TRAGIC ANNIVERSARIES MARKED

Publication: North Caucasus Weekly Volume: 8 Issue: 6

Hundreds of people gathered at Moscow’s Avtozavodskaya metro station on February 6 to commemorate the third anniversary of the 2004 terrorist attack that killed 42 and wounded 250, the Moscow Times reported on February 7. According to Ekho Moskvy radio, friends and relatives of the victims laid flowers beneath a memorial plaque in the lobby of the station in southeast Moscow and lit candles to honor the dead. Some carried icons and photographs of the dead. An orchestra played and metro trains sounded their horns at 8:40 a.m., the exact moment when suicide bomber Anzor Izhaev detonated explosives on a train as it neared the station. The ceremony was followed by a memorial service at the Staro-Simonovsky monastery.

On February 2, three men – Murat Shalaev, a former Justice Ministry employee, and Maksim Panarin and Tamby Khubiev, both allegedly members of the Karachai jamaat – were convicted for their roles in helping to carry out both the Avtozavodskaya bombing and a subsequent bombing outside of Moscow’s Rizhskaya metro station. The latter terrorist attack, which took place on August 31, 2004, killed 10 people and injured 30. As the Moscow Times noted, both the female bomber and her senior handler, Nikolai Kipkeyev, died in that attack.

- - - - -

● **Tasks and exercises**:
**1.** Repeat, word for word, the passage of the metro bombing article starting at "TRAGIC ANNIVERSARIES MARKED" and ending at "the Staro-Simonovsky monastery.".
**2.** Pick up the metro bombing article after its final sentence and carry it forward.
The records below are separate material, unrelated to the metro bombing article above.

● **Information provided**:

- - - - -

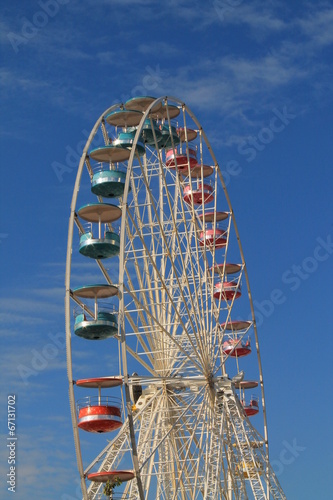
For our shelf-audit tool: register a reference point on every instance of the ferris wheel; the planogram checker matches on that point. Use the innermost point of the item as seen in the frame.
(162, 288)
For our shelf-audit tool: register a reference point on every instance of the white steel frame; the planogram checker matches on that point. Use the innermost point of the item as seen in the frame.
(190, 437)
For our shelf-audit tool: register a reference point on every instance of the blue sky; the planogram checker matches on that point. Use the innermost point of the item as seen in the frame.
(259, 78)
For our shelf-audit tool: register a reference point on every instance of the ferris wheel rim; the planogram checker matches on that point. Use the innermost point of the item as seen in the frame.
(120, 286)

- - - - -

● **Answers provided**:
**1.**
TRAGIC ANNIVERSARIES MARKED

Publication: North Caucasus Weekly Volume: 8 Issue: 6

Hundreds of people gathered at Moscow’s Avtozavodskaya metro station on February 6 to commemorate the third anniversary of the 2004 terrorist attack that killed 42 and wounded 250, the Moscow Times reported on February 7. According to Ekho Moskvy radio, friends and relatives of the victims laid flowers beneath a memorial plaque in the lobby of the station in southeast Moscow and lit candles to honor the dead. Some carried icons and photographs of the dead. An orchestra played and metro trains sounded their horns at 8:40 a.m., the exact moment when suicide bomber Anzor Izhaev detonated explosives on a train as it neared the station. The ceremony was followed by a memorial service at the Staro-Simonovsky monastery.

**2.**
Meanwhile, the Anti-War Club was planning to hold a demonstration in Moscow on February 8 to mark the anniversary of the Novye Aldy massacre, Kavkazky Uzel reported on February 5. In that incident, which took place on February 5, 2000, in the Grozny suburb of Novye Aldy, federal forces reportedly executed 56 to 115 civilians, including the elderly, women and children, while conducting a zachistka, or cleansing operation. Human Rights Watch reported in June 2000 that some of the killings were accompanied by demands for money or jewelry. According to a few witnesses, soldiers removed gold teeth from victims and jewelry from corpses.